Exercise objective
Locate every line of the material below that contains the string "player", treating case as significant, and copy each such line in full.

--- start Available data ---

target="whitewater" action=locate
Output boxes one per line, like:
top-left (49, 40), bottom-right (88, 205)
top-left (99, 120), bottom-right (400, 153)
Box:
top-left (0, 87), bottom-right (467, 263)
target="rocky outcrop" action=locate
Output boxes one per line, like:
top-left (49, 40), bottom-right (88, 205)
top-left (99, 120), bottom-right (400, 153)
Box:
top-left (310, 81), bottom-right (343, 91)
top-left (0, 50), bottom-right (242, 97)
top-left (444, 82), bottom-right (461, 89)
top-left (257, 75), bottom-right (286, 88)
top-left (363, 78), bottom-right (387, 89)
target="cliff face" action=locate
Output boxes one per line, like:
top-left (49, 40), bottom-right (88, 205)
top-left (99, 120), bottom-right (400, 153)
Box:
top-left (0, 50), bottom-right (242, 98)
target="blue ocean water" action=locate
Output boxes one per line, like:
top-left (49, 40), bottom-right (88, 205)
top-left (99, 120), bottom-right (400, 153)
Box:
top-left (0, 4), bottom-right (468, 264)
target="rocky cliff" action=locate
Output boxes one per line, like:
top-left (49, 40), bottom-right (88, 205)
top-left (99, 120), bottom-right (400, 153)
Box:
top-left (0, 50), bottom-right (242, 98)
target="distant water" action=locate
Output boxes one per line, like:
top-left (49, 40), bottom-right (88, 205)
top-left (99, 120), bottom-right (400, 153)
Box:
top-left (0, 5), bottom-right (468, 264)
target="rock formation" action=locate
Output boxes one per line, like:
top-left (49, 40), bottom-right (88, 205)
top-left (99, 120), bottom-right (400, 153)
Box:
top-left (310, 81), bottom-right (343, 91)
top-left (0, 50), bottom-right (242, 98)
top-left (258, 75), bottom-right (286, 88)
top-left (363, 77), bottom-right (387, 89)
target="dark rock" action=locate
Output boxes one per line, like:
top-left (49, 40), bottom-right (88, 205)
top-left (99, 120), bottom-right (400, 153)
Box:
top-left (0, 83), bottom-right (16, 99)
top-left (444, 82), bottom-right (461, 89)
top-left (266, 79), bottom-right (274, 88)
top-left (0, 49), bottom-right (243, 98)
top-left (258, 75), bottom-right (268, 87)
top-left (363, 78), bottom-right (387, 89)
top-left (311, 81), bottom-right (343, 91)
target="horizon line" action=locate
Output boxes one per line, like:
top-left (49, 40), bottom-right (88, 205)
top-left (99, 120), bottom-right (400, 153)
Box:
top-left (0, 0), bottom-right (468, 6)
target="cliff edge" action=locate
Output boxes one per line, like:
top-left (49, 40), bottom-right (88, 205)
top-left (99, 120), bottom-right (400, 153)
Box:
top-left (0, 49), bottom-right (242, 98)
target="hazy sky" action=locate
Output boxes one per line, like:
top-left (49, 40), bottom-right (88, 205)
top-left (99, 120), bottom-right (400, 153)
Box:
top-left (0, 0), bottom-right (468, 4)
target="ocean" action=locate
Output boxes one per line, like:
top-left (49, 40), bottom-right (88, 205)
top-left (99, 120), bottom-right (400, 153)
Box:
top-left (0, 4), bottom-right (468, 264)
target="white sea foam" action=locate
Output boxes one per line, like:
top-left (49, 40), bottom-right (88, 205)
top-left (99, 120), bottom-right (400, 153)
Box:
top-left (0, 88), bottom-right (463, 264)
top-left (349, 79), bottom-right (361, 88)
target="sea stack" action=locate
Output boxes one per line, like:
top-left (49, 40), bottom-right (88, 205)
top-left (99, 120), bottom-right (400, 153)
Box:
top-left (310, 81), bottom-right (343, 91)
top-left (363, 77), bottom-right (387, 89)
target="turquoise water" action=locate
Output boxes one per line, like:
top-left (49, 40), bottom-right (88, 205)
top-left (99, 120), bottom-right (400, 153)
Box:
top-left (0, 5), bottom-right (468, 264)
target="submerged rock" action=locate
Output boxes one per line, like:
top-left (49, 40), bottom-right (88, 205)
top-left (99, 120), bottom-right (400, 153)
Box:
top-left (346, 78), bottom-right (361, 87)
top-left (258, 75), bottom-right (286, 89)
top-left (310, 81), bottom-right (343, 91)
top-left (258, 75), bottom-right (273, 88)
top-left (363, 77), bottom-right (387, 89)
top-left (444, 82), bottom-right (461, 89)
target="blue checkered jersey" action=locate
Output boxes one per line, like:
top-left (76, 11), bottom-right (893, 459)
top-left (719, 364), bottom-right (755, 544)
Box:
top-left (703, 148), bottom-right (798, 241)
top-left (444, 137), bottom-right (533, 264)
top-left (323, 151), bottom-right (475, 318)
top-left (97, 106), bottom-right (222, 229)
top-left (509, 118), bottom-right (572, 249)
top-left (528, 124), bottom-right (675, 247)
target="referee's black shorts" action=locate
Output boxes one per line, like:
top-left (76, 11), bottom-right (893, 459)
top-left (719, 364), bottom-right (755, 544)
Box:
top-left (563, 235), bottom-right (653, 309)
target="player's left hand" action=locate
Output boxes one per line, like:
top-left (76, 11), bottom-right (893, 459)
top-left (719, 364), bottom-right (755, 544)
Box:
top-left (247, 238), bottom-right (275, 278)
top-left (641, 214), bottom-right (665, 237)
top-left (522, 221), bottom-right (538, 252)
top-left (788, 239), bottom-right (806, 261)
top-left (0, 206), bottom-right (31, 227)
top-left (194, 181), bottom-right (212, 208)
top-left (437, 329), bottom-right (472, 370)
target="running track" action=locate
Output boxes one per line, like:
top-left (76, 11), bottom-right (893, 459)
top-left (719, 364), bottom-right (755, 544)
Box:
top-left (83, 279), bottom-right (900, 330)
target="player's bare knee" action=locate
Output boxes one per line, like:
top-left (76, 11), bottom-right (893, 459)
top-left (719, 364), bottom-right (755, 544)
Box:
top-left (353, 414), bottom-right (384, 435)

--- end Available data ---

Solution to this problem
target="player's left hand" action=locate
target="player's bare knee" action=locate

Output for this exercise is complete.